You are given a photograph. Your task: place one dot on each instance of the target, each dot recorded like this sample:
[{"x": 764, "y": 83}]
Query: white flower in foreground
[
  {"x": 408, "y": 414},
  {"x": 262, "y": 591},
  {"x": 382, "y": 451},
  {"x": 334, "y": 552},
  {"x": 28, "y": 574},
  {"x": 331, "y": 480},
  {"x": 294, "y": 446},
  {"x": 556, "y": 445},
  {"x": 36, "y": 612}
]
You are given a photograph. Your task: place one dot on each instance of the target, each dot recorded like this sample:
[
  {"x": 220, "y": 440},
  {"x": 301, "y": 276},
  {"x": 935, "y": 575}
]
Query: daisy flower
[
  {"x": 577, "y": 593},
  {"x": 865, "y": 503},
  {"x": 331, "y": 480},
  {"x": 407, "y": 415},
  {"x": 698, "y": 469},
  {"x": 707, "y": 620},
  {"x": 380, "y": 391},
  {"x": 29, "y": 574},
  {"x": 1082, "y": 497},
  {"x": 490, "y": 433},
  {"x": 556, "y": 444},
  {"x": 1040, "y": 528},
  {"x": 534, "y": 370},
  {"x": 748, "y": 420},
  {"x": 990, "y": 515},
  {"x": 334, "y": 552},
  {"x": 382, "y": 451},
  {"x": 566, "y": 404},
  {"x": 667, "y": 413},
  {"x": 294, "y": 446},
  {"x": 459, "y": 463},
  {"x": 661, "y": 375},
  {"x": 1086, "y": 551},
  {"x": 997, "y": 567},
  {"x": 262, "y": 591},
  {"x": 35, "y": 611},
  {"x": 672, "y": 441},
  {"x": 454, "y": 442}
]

→ **PROBLEM STATEMENT**
Each entry is to be output exactly as it was written.

→ **OUTPUT**
You are given a photograph. Your task: place one dot on each instance of the target, each dot recorded like this sample:
[{"x": 764, "y": 83}]
Query: white flower in foreground
[
  {"x": 408, "y": 414},
  {"x": 262, "y": 591},
  {"x": 382, "y": 451},
  {"x": 334, "y": 552},
  {"x": 28, "y": 574},
  {"x": 331, "y": 480},
  {"x": 294, "y": 446},
  {"x": 556, "y": 445},
  {"x": 36, "y": 612}
]
You are given a photograph. Your task: place one dot on each instance of the target, each dot recorded like this sample:
[
  {"x": 220, "y": 440},
  {"x": 301, "y": 276},
  {"x": 935, "y": 575}
]
Query: daisy flower
[
  {"x": 577, "y": 593},
  {"x": 865, "y": 503},
  {"x": 331, "y": 480},
  {"x": 407, "y": 415},
  {"x": 698, "y": 469},
  {"x": 707, "y": 620},
  {"x": 380, "y": 391},
  {"x": 29, "y": 574},
  {"x": 1082, "y": 497},
  {"x": 490, "y": 433},
  {"x": 556, "y": 444},
  {"x": 1040, "y": 528},
  {"x": 534, "y": 370},
  {"x": 748, "y": 420},
  {"x": 990, "y": 515},
  {"x": 334, "y": 552},
  {"x": 382, "y": 451},
  {"x": 566, "y": 404},
  {"x": 667, "y": 413},
  {"x": 294, "y": 446},
  {"x": 459, "y": 463},
  {"x": 661, "y": 375},
  {"x": 1086, "y": 551},
  {"x": 997, "y": 567},
  {"x": 262, "y": 591},
  {"x": 35, "y": 611},
  {"x": 672, "y": 441},
  {"x": 454, "y": 442}
]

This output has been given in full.